→ **Given problem 1**: Update the text on the loan pool by giving it again between "There have been" and "master servicer's watchlist.", inclusive, with "watchlist" changed to "watch list".

..........

The Certificates are collateralized by 80 loans ranging in size from less
than 1.0% to 7.1% of the pool, with
the ten largest loans representing 47.3% of the pool.
Five loans, representing 12.6% of the pool,
have defeased and have been replaced with U.S. Government
securities. The defeased loans include two of the pool's
top 10 loans -- 1801 K Street ($115.8 million --
6.8%) and Independent Square ($53.1 million
-- 3.1%). The pool is comprised of conduit loans
(80.3%), defeased loans (12.6%) and
a shadow rated investment grade loan (7.1%).
There have been no losses since securitization. One loan,
representing less than 1.0% of the pool, is in special
servicing. Moody's is expecting only a minimal loss from
this loan. Twelve loans, representing 9.7%
of the pool, are on the master servicer's watchlist.
Moody's was provided with year-end 2005 operating results for 86.0%
of the performing loans. Moody's weighted average loan to value
ratio ("LTV") for the conduit component is 89.7%,
compared to 91.2% at securitization. Moody's
is upgrading Classes B, C, D and E due to stable overall pool
performance and defeasance. Class B was upgraded on August 2,
2006 and placed on review for further possible upgrade based on a Q tool
based portfolio review (see "US CMBS: Q Tool Based Portfolio
Review Results in Numerous Upgrades, " Moody's Special
Report, August 2, 2006).
The shadow rated loan is the U.S. Bank Tower Loan ($120.2
million - 7.1%), which represents a 48.1%
pari passu interest in a $250.0 million first mortgage loan.

..........

→ **Given problem 2**: Pick out and copy every line of the records that contains the string "mirror". Case counts.

Some records

..........

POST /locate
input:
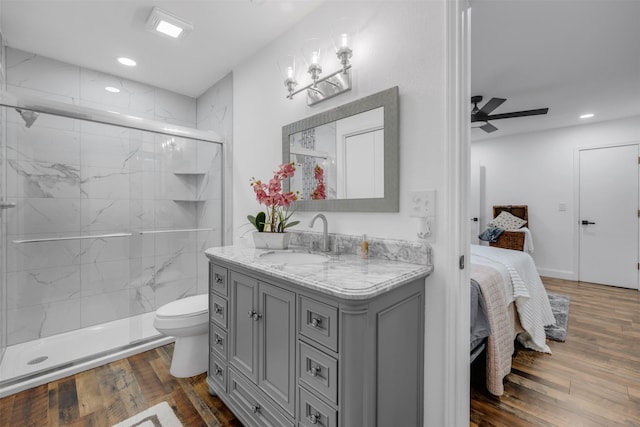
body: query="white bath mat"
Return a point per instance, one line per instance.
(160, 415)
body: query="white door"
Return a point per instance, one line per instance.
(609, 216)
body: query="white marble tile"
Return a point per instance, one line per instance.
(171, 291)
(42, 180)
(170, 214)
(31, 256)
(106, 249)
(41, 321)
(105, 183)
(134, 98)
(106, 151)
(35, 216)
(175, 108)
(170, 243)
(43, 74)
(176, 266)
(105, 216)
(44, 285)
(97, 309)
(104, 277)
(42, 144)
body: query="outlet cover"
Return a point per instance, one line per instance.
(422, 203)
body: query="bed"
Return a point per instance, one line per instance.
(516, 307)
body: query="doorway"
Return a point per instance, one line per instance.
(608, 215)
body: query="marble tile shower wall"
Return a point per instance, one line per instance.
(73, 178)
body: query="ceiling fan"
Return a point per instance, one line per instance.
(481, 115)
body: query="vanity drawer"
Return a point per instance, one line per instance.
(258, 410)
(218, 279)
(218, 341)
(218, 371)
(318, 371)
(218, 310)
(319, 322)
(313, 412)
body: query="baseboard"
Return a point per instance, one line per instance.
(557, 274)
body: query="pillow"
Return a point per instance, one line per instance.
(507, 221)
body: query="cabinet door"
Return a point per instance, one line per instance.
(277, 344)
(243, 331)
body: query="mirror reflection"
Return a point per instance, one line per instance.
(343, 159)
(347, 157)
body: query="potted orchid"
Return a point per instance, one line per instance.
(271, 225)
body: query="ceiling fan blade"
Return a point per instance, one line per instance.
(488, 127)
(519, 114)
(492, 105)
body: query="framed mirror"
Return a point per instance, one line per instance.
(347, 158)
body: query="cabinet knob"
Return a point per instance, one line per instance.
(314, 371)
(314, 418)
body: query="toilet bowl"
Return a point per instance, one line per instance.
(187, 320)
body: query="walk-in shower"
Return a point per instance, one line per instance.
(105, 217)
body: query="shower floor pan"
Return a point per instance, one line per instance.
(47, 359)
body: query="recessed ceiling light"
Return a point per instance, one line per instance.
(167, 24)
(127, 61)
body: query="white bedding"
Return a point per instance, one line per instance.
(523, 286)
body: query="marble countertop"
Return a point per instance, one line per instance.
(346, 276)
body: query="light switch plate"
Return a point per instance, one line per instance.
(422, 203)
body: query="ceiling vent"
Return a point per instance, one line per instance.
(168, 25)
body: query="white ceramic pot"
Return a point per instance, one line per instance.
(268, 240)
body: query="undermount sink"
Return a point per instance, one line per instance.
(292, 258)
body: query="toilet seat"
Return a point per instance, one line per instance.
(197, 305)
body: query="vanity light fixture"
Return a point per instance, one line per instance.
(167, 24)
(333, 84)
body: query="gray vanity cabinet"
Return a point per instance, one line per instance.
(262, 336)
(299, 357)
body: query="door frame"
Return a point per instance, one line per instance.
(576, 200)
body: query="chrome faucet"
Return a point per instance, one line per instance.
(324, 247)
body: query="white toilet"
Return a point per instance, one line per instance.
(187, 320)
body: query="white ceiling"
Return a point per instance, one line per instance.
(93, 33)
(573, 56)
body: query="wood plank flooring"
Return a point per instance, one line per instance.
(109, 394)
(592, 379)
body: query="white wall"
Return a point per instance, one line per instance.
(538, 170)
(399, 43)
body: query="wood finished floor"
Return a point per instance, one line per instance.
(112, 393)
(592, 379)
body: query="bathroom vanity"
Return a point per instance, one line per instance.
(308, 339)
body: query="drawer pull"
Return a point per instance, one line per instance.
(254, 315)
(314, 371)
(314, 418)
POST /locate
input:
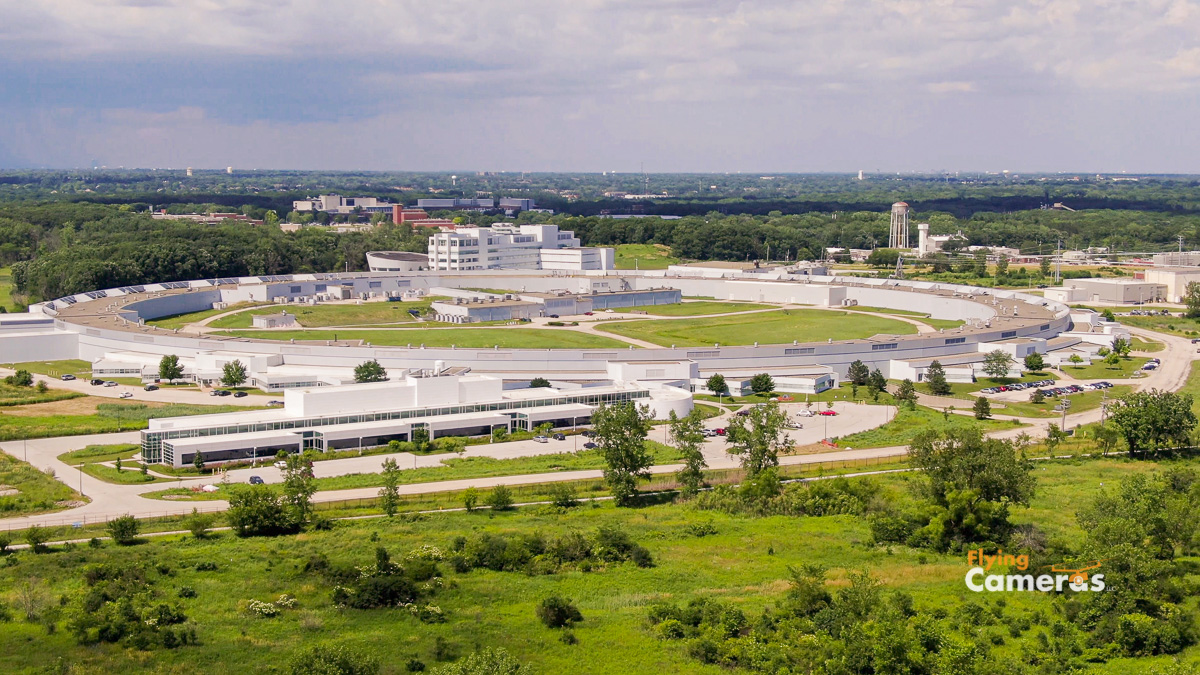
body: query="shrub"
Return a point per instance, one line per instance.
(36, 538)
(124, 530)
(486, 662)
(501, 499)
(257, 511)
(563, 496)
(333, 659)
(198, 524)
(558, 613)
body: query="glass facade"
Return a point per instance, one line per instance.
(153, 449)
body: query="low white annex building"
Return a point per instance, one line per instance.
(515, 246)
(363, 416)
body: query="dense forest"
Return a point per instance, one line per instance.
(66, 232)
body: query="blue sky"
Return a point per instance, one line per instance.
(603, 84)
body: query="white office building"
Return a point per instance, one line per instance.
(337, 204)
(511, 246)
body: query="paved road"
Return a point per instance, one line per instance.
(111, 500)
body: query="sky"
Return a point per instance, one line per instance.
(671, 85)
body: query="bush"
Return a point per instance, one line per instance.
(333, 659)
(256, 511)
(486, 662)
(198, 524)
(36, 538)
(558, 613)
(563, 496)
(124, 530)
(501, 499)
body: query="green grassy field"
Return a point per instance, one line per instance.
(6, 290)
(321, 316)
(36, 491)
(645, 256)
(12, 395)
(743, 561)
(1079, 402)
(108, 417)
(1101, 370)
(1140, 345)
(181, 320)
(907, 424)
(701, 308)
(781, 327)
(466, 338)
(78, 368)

..........

→ **Full answer 1**:
There have been no losses since securitization. One loan,
representing less than 1.0% of the pool, is in special
servicing. Moody's is expecting only a minimal loss from
this loan. Twelve loans, representing 9.7%
of the pool, are on the master servicer's watch list.

→ **Full answer 2**:
body: query="mirror reflection"
body: query="framed mirror"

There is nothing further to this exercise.